The Company continually explores strategic acquisition opportunities which may result in the additional use of cash. Given the nature of acquisitions, the timing and amounts of such utilization are not predictable. The Company expects that acquisitions requiring funding in excess of cash on hand would be financed using available borrowing capacity.
Cash and cash equivalents totaled $197.7 million and $254.9 million at July 1, 2018 and December 31, 2017, respectively. Of these totals, approximately $183.0 million and $238.4 million, respectively, were held outside of the United States by the Company’s foreign subsidiaries. Cash held outside of the United States is available to meet local liquidity needs, or for capital expenditures, acquisitions, and other offshore growth opportunities. Under prior law, cash repatriated to the United States was subject to federal income taxes, less applicable foreign tax credits. As the Company enjoys ample domestic liquidity through a combination of operating cash flow generation and access to bank and capital markets borrowings, it has generally considered its offshore cash balances to be indefinitely invested outside the United States and had no plans to repatriate these cash balances. However, due to changes in U.S. tax laws as part of the enactment of the Tax Cuts and Jobs Act, beginning in 2018 repatriated cash will generally not be subject to federal income taxes. The Company repatriated approximately $110 million in the second quarter of 2018 and will continue to consider opportunities to repatriate additional cash balances in a tax efficient manner. The Company is reviewing its intentions with respect to undistributed earnings of international subsidiaries. This review will be completed by the end of 2018 and, as provided for in SAB 118, the Company will make any necessary adjustments in the financial statements of future periods within the provided time frame.
The Company uses a notional pooling arrangement with an international bank to help manage global liquidity requirements. Under this pooling arrangement, the Company and its participating subsidiaries may maintain either a cash deposit or borrowing position through local currency accounts with the bank, so long as the aggregate position of the global pool is a notionally calculated net cash deposit. Because it maintains a security interest in the cash deposits, and has the right to offset the cash deposits against the borrowings, the bank provides the Company and its participating subsidiaries favorable interest terms on both.

**Requirement a**
Format the records as a JSON list of strings with one string per line, starting at the line containing "Trace the outline of every instance of the **framed" and running through the end of the records, with blank lines omitted. Leave the pictures out.

**Rows**
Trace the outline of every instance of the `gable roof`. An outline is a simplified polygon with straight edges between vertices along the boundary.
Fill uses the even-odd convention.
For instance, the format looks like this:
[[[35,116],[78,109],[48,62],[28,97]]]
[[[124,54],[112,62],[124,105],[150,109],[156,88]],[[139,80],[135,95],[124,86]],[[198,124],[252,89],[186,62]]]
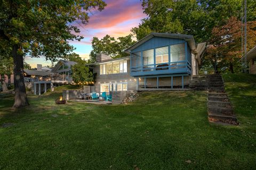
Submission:
[[[140,46],[146,41],[149,40],[155,37],[164,37],[164,38],[176,38],[176,39],[182,39],[185,41],[188,42],[189,47],[192,50],[196,50],[196,42],[194,39],[193,36],[191,35],[186,35],[182,34],[174,34],[174,33],[156,33],[152,32],[131,46],[129,48],[124,50],[125,52],[129,53],[130,51],[136,48],[138,46]]]
[[[256,46],[247,53],[246,55],[247,60],[250,60],[253,58],[256,58]]]
[[[71,65],[74,65],[77,64],[76,62],[75,62],[71,61],[68,61],[68,60],[62,60],[62,59],[60,60],[58,62],[58,63],[55,65],[54,67],[52,68],[52,72],[54,72],[57,71],[58,69],[59,69],[60,63],[68,66],[69,68],[70,68]]]
[[[42,70],[45,70],[45,71],[46,71],[46,70],[47,71],[51,71],[51,70],[52,70],[52,69],[51,69],[51,68],[47,67],[47,66],[43,66],[43,67],[42,67]]]
[[[47,76],[51,75],[51,72],[25,69],[23,70],[28,75]]]
[[[113,61],[118,61],[118,60],[124,60],[124,59],[130,59],[130,56],[126,56],[126,57],[123,57],[121,58],[114,58],[114,59],[109,59],[109,60],[103,60],[100,62],[98,62],[93,63],[90,63],[90,64],[87,64],[86,65],[97,65],[98,64],[100,64],[100,63],[108,63],[108,62],[110,62]]]

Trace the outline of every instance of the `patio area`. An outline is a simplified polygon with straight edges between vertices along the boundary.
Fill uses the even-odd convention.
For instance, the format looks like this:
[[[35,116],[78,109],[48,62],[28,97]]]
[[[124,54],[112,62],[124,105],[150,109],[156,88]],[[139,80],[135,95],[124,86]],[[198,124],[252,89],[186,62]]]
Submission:
[[[72,99],[70,101],[74,101],[76,102],[79,103],[91,103],[92,104],[95,105],[111,105],[112,104],[111,101],[100,101],[100,100],[84,100],[82,99]]]

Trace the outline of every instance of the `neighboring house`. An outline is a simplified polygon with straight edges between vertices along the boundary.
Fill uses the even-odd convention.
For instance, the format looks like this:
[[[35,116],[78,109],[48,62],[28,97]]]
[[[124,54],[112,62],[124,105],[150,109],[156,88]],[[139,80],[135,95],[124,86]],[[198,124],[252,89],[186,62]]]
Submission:
[[[45,80],[50,79],[52,76],[51,72],[51,69],[43,69],[43,68],[44,67],[42,67],[42,64],[37,64],[36,70],[24,69],[24,79],[25,82],[45,81]]]
[[[193,36],[151,33],[125,50],[130,56],[111,59],[105,55],[89,65],[97,73],[96,92],[184,88],[198,74],[205,43]]]
[[[53,86],[71,83],[71,67],[76,64],[74,62],[60,60],[53,69],[37,64],[36,70],[23,70],[25,82],[33,82],[34,94],[41,95]]]
[[[250,62],[249,73],[256,74],[256,46],[247,53],[246,58]]]
[[[76,62],[60,60],[55,66],[52,68],[52,72],[54,74],[71,76],[72,75],[72,66],[76,64]]]

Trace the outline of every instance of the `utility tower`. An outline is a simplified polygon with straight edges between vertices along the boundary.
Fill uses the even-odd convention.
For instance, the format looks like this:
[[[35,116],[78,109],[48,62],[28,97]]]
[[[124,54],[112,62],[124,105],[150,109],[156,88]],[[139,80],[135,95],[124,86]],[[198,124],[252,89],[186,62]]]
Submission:
[[[241,1],[242,72],[247,73],[247,0]]]

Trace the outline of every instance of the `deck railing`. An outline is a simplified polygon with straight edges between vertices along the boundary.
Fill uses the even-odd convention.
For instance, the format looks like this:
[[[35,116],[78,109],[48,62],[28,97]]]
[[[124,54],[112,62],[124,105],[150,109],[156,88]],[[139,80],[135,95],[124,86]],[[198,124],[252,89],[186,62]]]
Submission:
[[[133,73],[141,72],[143,74],[143,72],[155,72],[156,73],[161,71],[161,72],[171,73],[172,72],[177,72],[179,70],[181,71],[186,70],[189,73],[191,73],[191,64],[188,61],[180,61],[170,62],[170,64],[169,63],[163,63],[132,66],[131,67],[131,73],[132,74]]]

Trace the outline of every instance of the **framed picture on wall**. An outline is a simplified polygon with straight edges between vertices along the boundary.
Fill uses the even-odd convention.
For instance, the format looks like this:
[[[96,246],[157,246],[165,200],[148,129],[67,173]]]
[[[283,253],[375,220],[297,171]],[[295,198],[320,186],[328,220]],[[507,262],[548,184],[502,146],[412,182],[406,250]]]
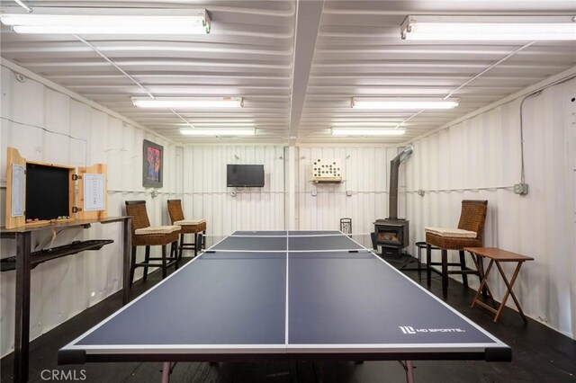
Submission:
[[[164,147],[144,140],[142,154],[142,186],[147,188],[161,188],[164,175]]]

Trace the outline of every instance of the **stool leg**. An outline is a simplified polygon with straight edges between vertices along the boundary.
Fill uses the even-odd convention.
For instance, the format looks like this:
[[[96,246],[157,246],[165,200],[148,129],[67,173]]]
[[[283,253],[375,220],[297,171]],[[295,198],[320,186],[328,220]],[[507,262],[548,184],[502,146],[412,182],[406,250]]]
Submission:
[[[150,246],[146,246],[146,254],[144,255],[144,263],[150,263]],[[144,266],[144,275],[142,276],[142,281],[146,281],[148,278],[148,266]]]
[[[426,284],[428,289],[432,284],[432,270],[430,270],[430,263],[432,263],[432,245],[426,244]]]
[[[182,247],[184,247],[184,233],[180,234],[180,246],[178,249],[178,262],[182,261]]]
[[[166,278],[166,245],[162,245],[162,279]]]
[[[178,270],[178,240],[170,244],[170,258],[174,260],[174,270]]]
[[[422,281],[422,249],[418,248],[418,281]]]
[[[464,258],[464,251],[460,250],[460,270],[463,272],[466,270],[466,259]],[[464,285],[464,289],[468,289],[468,275],[462,274],[462,282]]]
[[[132,246],[132,255],[130,261],[130,286],[134,281],[134,271],[136,269],[136,246]]]
[[[442,249],[442,297],[448,296],[448,251]]]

**Requirement b**
Pick up the passage on the company's cash and liquidity where it stops.

**Task output a**
[
  "Trace the outline of every instance of the **framed picture on wall**. An outline is a simplified polygon with straight edges between vertices along the boundary.",
  "Fill uses the even-odd convention.",
  "For instance, the format looks like this:",
  "[[[96,246],[157,246],[165,200],[148,129],[67,173]]]",
  "[[[283,253],[375,220],[297,171]],[[295,198],[320,186],[328,220]],[[507,262],[548,184],[502,146],[412,182],[406,250]]]",
  "Submission:",
  "[[[164,147],[144,140],[142,154],[142,186],[147,188],[161,188],[164,175]]]",
  "Trace the outline of every instance of the **stool leg**. An outline is a simplified polygon with straight edges between vertices along the boundary.",
  "Fill uses the even-odd convention.",
  "For instance, the format looks like this:",
  "[[[96,246],[157,246],[165,200],[148,129],[67,173]]]",
  "[[[283,253],[375,220],[297,171]],[[295,198],[320,186],[328,220]],[[507,262],[548,184],[502,146],[412,182],[406,250]]]",
  "Submission:",
  "[[[150,246],[146,246],[146,254],[144,255],[144,263],[150,263]],[[144,266],[144,275],[142,276],[142,281],[146,281],[148,278],[148,266]]]",
  "[[[426,284],[428,289],[432,284],[432,270],[430,270],[430,263],[432,263],[432,245],[426,244]]]",
  "[[[182,247],[184,247],[184,233],[180,234],[180,246],[178,249],[178,262],[182,261]]]",
  "[[[166,278],[166,245],[162,245],[162,279]]]",
  "[[[178,270],[178,240],[170,244],[170,258],[174,260],[174,270]]]",
  "[[[422,281],[422,249],[418,248],[418,281]]]",
  "[[[464,258],[464,251],[460,250],[460,270],[463,272],[466,270],[466,259]],[[464,285],[464,289],[468,289],[468,275],[462,274],[462,282]]]",
  "[[[132,246],[132,255],[130,261],[130,286],[134,281],[134,271],[136,269],[136,246]]]",
  "[[[442,249],[442,297],[448,296],[448,251]]]"
]

**Task output b**
48

SONOCO PRODUCTS COMPANY

During the six months ended July 1, 2018, the Company reported a net decrease in cash and cash equivalents of $5.6 million due to a stronger U.S. dollar relative to certain foreign currencies, most notably the Brazilian real, euro and Canadian dollar.
Certain of the Company’s debt agreements impose restrictions with respect to the maintenance of financial ratios and the disposition of assets. The most restrictive covenants currently require the Company to maintain a minimum level of interest coverage and a minimum level of net worth, as defined in the agreements. As of July 1, 2018, the Company’s interest coverage and net worth were substantially above the minimum levels required under these covenants.
The Company anticipates making additional contributions to its pension and postretirement plans of approximately $15 million during the remainder of 2018, which would result in total 2018 contributions of approximately $39 million. Future funding requirements beyond the current year will vary depending largely on actual investment returns, future actuarial assumptions, and legislative actions.
Fair Value Measurements, Foreign Exchange Exposure and Risk Management
Certain assets and liabilities are reported in the Company’s financial statements at fair value, the fluctuation of which can impact the Company’s financial position and results of operations. Items reported by the Company at fair value on a recurring basis include derivative contracts and pension and deferred compensation related assets. The valuation of the vast majority of these items is based either on quoted prices in active and accessible markets or on other observable inputs.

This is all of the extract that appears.